__DIRECTIONS__.
Pick up the history of Oughtred's gauging rod below, not the listing that follows it, and carry it on from its final sentence.

__SELECTED EXTRACT__.
On the History of Gunter's Scale and the Slide Rule during the Seventeenth Century

VI. OUGHTRED’S GAUGING LINE, 1633

It has not been generally known, hitherto, that Oughtred designed a rectilinear slide rule for gauging and published a description thereof in 1633.26 In his Circles of Proportion, chapter IX, Oughtred had offered a closer approximation than that of Gunter for the capacity of casks. The Gauger of London expostulated with Oughtred for presuming to question anything that Gunter had written. The ensuing discussion led to an invitation extended by the Company of Vintners to the instrument maker Elias Allen to request Oughtred to design a gauging rod.27 This he did, and Allen received an order for “threescore” instruments. On page 19 Oughtred describes his ‘Gauging Rod:’

It consisteth of two rulers of brasse about 32 ynches of length, which also are halfe an ynch broad, and a quarter of an ynch thick.. At one end of both those rulers are two little sockets of brasse fastened on strongly: by which the rulers are held together, and made to move one upon another, and to bee drawne out unto any length, as occasion shall require: and when you have them at the just length, there is upon one of the sockets a long Scrue-pin to scrue them fast.

There are graduations on three sides of the rulers, one graduation being the logarithmic line of numbers. He says (p. 39), “the maner of computing the Gauge-divisions I have concealed.” W. Robinson, who was a friend of Oughtred, wrote him as follows:28

I have light upon your little book of artificial gauging, wherewith I am much taken, but I want the rod, neither could I get a sight of one of them at the time, because Mr. Allen had none left.. I forgot to ask Mr. Allen the price of one of them, which if not much I would have one of them.” Oughtred annotated this passage thus: “Or in wood, if any be made in wood by Thompson or any other.”

Another of Oughtred’s admirers, Sir Charles Cavendish, wrote, on February 11, 1635 thus:29

I thank you for your little book, but especially for the way of calculating the divisions of your gauging rod. I wish, both for their own sakes and yours, that the citizens were as capable of the acuteness of this invention, as they are commonly greedy of gain, and then I doubt not but they would give you a better recompense than I doubt now they will.

On April 20, 1638, we find Oughtred giving Elias Allen directions30 “about the making of the two rulers.” As in 1633,31 so now, Oughtred takes one ruler longer than the other. This 1633 instrument was used also as “a crosse-staffe to take the height of the Sunne, or any Starre above the Horizon, and also their distances.” The longer ruler was called staffe, the shorter transversarie. While in 1633 he took the lengths of the two in the ratio “almost 3 to 2,” in 1638, he took “the transversary three quarters of the staff’s length… that the divisions may be larger.”

__DATA__.
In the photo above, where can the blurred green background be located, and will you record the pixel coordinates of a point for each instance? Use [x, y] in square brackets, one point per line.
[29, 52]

__RESULT FOR THIS TASK__.
VII. OTHER SEVENTEENTH CENTURY SLIDE RULES

In my History of the Slide Rule I treat of Seth Partridge, Thomas Everard, Henry Coggeshall, W. Hunt and Sir Isaac Newton.32 Of Partridge’s Double Scale of Proportion, London, I have examined a copy dated 1661, which is the earliest date for this book that I have seen. As far as we know, 1661 is the earliest date of publications on the slide rule, since Oughtred and Delamain. But it would not be surprising if the intervening 28 years were found not so barren as they seem at present. The 1661 and 1662 impressions of Partridge are identical, except for the date on the title-page. William Leybourn, who printed Partridge’s book, speaks in high appreciation of it in his own book.33

In 1661 was published also John Brown’s first book, Description and Use of a Joynt-Rule, previously mentioned. In Chapter XVIII he describes the use of “Mr. Whites rule” for the measuring of board and timber, round and square. He calls this a “sliding rule.” The existence, in 1661, of a “Whites rule” indicates activities in designing of which we know as yet very little. In his book of 1761, previously quoted, Brown gives a drawing of “White’s sliding rule” (p. 193); also a special contrivance of his own, as indicated by him in these words:

A further improvement of the Triangular Quadrant, as I have made it several times, with a sliding Cover on the in-side, when made hollow, to carry Ink, Pens, and Compasses; then on the sliding Cover, and Edges, is put the Line of Numbers, according to Mr. White’s first Contrivance for manner of operation; but much augmented, and made easie, by John Brown.

He gives no drawing of his “triangular quadrant,” hence his account of it is unsatisfactory. He explains the use of “gage-points.” His placing logarithmic lines on the edges of instrument boxes was outdone in oddity later by Everard who placed them on tobacco-boxes.34 In Brown’s publication of 1704 the White slide rule is given again, “being as neat and ready a way as ever was used.” He tells also of a “glasier’s sliding rule.” William Leybourn explains in 1673 how Wingate’s double and triple lines for squaring and cubing, or square and cube root, can be used on slide rules.35

Beginning early in the history of the slide rule, when Oughtred designed his “gauging rod,” we notice the designing of rules intended for very special purposes. Another such contrivance, which enjoyed long popularity, was the Timber Measure by a Line, by Hen. Coggeshall, Gent., London, 1677, a booklet of 35 pages. Coggeshall says in his preface:

For what can be more ready and easie, then having set twelve to the length, to see the Content exactly against the Girt or Side of the Square. Whereas on Mr. Partridge’s Scale the Content is the Sixth Number, which is far more troublesome then [even] with Compasses.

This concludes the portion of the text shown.